Reproduce the following material line for line, altering nothing.

Provided entries
####################

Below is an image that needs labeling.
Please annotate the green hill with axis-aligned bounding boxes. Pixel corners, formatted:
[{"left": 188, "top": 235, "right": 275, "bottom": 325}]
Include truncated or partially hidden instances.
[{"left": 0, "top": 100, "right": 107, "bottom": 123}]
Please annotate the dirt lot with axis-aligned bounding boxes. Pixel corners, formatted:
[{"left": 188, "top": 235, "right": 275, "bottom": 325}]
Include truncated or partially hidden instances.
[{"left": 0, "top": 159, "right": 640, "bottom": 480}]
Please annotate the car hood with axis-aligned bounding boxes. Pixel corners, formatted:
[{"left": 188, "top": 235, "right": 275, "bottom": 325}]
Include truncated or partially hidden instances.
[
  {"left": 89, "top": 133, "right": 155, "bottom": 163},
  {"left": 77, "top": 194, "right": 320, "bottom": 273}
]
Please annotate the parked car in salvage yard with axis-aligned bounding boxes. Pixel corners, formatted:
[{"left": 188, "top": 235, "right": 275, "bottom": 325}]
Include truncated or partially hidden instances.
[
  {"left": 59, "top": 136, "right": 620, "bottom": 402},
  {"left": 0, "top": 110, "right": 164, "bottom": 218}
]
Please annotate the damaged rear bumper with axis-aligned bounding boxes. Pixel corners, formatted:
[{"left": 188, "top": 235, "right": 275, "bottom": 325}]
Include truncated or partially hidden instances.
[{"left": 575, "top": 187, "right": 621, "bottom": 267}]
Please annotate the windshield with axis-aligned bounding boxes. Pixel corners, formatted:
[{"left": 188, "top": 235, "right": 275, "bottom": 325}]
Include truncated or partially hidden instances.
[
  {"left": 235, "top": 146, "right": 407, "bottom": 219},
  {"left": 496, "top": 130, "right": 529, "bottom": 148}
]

####################

Written response
Below is an image that needs labeling.
Please annotate the green hill with axis-aligned bounding boxes. Pixel corners, formatted:
[{"left": 188, "top": 235, "right": 275, "bottom": 325}]
Include truncated or partially hidden instances.
[{"left": 0, "top": 100, "right": 107, "bottom": 123}]
Please annotate the dirt lot with axis-aligned bounding boxes. Pixel corners, formatted:
[{"left": 188, "top": 235, "right": 275, "bottom": 325}]
Include truncated or partially hidden instances.
[{"left": 0, "top": 159, "right": 640, "bottom": 480}]
Please annotate the car hood with axis-aligned bounding boxes. Pixel corners, formatted:
[{"left": 188, "top": 235, "right": 275, "bottom": 325}]
Include truncated or partially hidden instances.
[
  {"left": 89, "top": 133, "right": 155, "bottom": 163},
  {"left": 77, "top": 194, "right": 320, "bottom": 273}
]
Please annotate the parked car in salvage yard with axis-aligned bounding boxes. Pixel corners, formatted:
[{"left": 188, "top": 235, "right": 275, "bottom": 325}]
Include truncated or partially hidden instances.
[
  {"left": 59, "top": 136, "right": 620, "bottom": 402},
  {"left": 0, "top": 110, "right": 164, "bottom": 218}
]
Please annotate the damaged rear bumper with axis-aligned bounding boxes. Pixel corners, formatted:
[{"left": 188, "top": 235, "right": 275, "bottom": 325}]
Include truncated or partially hidden instances.
[{"left": 575, "top": 187, "right": 621, "bottom": 267}]
Please annotate the windshield with axis-aligned bounding boxes. Pixel corners, formatted:
[{"left": 188, "top": 235, "right": 275, "bottom": 325}]
Include truncated or partially hidden instances.
[
  {"left": 235, "top": 146, "right": 407, "bottom": 219},
  {"left": 496, "top": 130, "right": 529, "bottom": 148}
]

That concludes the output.